Grado Prestige Gold1 phono cartridge

In the early to mid-1980s, I read every high-end hi-fi magazine I could get my hands on. Among the consequences was my discovery that the Grado Signature Seven phono cartridge—which was better and cheaper than the Signatures One through Six—was the cartridge that God wanted me to have. So I cut back on all manner of luxuries, saved every dollar I could save, and a few months later brought a walletful of cash to Harvey Sound in midtown Manhattan, where an unpleasant man with a bad comb-over handed me a little pill bottle of a plastic tube.

"You mean this is my handmade phono cartridge?"

I've never been the sort who could wait until he got home to open this or that new toy. I rode the train back to White Plains, taking from its pill bottle the humble-looking, plastic-bodied cartridge—it didn't even have the words Signature Seven on it!—along with the mounting hardware, the stylus-removal tool, and the instruction sheet, and stuffing them all back in at least a half-dozen times. I remember being disappointed with the brevity and sparseness of the instructions: not a single word about alignment, vertical tracking angle, or reproducing the soundstage in all of its dimensions. Hmph.

* [Challenges]:
- A) In the Grado cartridge passage, at which store was the Signature Seven cartridge purchased?
- B) Reproduce the part of the Grado cartridge passage that opens with the words containing "I've never been" and closes with "its dimensions. Hmph.".

* [Dataset content]:
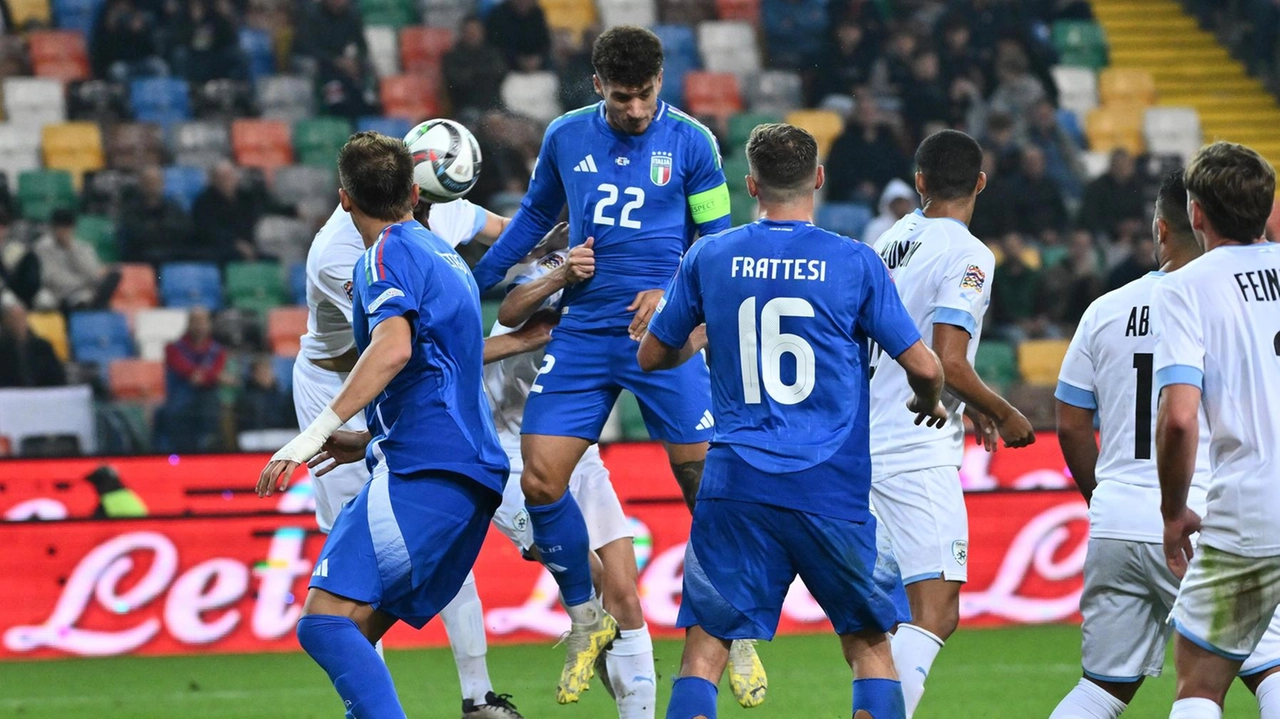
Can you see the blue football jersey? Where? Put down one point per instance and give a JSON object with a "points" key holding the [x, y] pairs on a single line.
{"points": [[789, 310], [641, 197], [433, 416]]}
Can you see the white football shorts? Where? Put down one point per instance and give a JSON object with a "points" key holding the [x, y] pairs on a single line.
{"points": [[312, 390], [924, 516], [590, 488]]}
---
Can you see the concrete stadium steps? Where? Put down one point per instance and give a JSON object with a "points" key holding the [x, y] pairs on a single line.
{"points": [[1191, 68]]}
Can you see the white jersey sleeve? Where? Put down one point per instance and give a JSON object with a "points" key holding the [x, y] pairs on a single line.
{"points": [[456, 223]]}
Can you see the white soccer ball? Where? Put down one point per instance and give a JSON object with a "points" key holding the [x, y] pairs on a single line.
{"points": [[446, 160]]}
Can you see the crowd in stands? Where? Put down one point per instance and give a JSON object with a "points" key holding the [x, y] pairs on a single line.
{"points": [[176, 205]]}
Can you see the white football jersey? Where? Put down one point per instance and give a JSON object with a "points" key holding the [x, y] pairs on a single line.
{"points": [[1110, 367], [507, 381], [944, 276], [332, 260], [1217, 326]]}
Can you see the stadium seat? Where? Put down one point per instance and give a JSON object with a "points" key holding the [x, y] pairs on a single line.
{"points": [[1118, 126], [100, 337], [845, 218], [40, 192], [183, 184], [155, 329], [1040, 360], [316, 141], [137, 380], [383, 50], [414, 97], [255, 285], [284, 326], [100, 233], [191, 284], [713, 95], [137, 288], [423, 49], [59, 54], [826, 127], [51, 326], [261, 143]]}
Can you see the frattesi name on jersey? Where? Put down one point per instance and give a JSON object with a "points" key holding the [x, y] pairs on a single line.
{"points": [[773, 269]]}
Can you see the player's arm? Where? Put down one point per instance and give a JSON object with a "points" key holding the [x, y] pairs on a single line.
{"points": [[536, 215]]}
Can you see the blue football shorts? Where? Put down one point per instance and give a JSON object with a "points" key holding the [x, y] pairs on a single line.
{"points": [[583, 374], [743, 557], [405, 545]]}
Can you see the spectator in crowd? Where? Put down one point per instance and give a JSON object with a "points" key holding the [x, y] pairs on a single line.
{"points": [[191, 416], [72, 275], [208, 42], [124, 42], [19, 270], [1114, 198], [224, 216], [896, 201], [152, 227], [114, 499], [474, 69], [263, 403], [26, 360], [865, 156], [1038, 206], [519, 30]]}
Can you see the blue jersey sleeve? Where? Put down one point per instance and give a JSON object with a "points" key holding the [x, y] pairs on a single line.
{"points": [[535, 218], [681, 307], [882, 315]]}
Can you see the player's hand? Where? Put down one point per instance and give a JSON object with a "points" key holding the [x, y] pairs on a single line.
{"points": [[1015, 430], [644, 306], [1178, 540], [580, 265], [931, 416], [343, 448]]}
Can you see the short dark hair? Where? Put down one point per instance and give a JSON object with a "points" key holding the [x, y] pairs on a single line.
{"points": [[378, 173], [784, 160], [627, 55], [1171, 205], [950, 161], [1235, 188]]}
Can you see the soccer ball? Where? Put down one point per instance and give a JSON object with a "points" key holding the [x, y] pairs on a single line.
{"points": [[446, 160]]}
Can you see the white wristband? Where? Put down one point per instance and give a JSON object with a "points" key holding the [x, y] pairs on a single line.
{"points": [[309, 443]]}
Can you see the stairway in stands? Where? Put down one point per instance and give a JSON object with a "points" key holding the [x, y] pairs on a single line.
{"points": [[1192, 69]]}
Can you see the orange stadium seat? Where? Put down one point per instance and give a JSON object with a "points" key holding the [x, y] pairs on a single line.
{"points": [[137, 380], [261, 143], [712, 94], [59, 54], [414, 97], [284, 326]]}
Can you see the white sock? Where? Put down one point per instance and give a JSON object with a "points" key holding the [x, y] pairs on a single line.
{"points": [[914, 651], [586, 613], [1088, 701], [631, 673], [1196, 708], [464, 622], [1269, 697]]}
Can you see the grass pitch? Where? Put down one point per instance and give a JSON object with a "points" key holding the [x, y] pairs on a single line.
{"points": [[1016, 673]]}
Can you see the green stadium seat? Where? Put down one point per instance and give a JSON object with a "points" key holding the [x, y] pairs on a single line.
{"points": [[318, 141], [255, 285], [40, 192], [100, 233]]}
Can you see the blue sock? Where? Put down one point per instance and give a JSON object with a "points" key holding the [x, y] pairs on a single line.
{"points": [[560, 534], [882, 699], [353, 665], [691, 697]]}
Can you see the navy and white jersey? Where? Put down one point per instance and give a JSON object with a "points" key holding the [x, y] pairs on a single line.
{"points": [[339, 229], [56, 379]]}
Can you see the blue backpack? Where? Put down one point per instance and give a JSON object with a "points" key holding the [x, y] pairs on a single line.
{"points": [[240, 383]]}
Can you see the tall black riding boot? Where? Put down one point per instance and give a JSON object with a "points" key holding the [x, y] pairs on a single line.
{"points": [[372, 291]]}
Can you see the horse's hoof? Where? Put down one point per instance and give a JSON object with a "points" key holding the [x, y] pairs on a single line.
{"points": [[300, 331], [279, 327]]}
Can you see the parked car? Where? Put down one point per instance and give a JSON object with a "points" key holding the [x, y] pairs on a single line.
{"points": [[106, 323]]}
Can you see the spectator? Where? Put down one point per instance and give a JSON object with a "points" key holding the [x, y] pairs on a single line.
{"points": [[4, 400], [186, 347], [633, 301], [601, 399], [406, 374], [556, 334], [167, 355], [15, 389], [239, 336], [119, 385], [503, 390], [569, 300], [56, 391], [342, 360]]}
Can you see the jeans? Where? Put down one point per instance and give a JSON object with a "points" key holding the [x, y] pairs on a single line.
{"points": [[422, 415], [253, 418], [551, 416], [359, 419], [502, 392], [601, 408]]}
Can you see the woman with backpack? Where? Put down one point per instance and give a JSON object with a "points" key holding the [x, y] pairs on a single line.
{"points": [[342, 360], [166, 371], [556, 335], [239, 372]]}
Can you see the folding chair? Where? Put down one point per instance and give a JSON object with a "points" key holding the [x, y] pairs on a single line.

* [Written responses]:
- A) Harvey Sound in midtown Manhattan.

- B)
I've never been the sort who could wait until he got home to open this or that new toy. I rode the train back to White Plains, taking from its pill bottle the humble-looking, plastic-bodied cartridge—it didn't even have the words Signature Seven on it!—along with the mounting hardware, the stylus-removal tool, and the instruction sheet, and stuffing them all back in at least a half-dozen times. I remember being disappointed with the brevity and sparseness of the instructions: not a single word about alignment, vertical tracking angle, or reproducing the soundstage in all of its dimensions. Hmph.